The FDA has issued guidelines about how to minimize cell phone exposure. And they just happen to match what many of us who have been sounding the alarm for years now have been recommending.
- use a landline whenever possible
- keep cell phone conversations short (we suggest texting more often)
- use a hands-free device or headset for longer calls
I suggest you try texting more often. (The more you do it the easier it becomes, I promise.) Also, starting tonight stop keeping your cell phone near your bed at night. And if you use an earpiece with your phone remember to remove it whenever you’re not on a call.
Most of us aren’t going to be ditching our smartphones anytime soon. But one thing experts seem to be able to agree on is that length and strength of exposure will be the biggest factor in whether or not there is a cancer cell phone connection.
So doing your best to reduce your time on the phone, and cutting back on how often you hold it to your ear, could help reduce your risks.
2. Interference with medical devices:
A few years back worrying about whether or not a smartphone could interfere with your pacemaker or implanted defibrillator would earn you a strange look and a tinfoil hat. Not anymore.
According to research out of Germany, when cell phones get too close to an implanted medical device, the device may read the radiation emitted incorrectly. And this can lead to skipped beats or even cause the device to send out unnecessary electrical shocks.

(Entries taken from a collection)
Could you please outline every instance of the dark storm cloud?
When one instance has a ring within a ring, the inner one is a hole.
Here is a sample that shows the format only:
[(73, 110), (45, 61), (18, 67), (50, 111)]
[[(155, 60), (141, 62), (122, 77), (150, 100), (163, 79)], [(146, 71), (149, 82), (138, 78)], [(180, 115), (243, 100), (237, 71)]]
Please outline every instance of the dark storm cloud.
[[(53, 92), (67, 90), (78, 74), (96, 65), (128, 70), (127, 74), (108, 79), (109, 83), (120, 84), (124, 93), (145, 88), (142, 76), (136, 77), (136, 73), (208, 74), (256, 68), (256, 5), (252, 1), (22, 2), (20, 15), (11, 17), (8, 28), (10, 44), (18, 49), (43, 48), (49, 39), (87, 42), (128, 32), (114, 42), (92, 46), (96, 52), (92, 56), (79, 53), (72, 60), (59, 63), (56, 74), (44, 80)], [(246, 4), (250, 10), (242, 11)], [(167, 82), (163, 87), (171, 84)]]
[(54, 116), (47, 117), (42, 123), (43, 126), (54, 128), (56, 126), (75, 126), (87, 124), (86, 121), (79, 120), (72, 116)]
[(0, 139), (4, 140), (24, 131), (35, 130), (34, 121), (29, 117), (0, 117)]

Tasks to complete:
**1.** According to the text on cell phone exposure, why could cutting back on phone time and on holding the phone to the ear help reduce risk?
**2.** Reproduce the text on cell phone exposure starting at "The FDA has" and ending at "have been recommending.", substituting "recommendations" for "guidelines".

Task-by-task results:
**1.** Experts seem to agree that the length and strength of exposure will be the biggest factor in whether there is a connection between cell phones and cancer. Reducing time on the phone and holding it to the ear less often lowers that exposure.

**2.**
The FDA has issued recommendations about how to minimize cell phone exposure. And they just happen to match what many of us who have been sounding the alarm for years now have been recommending.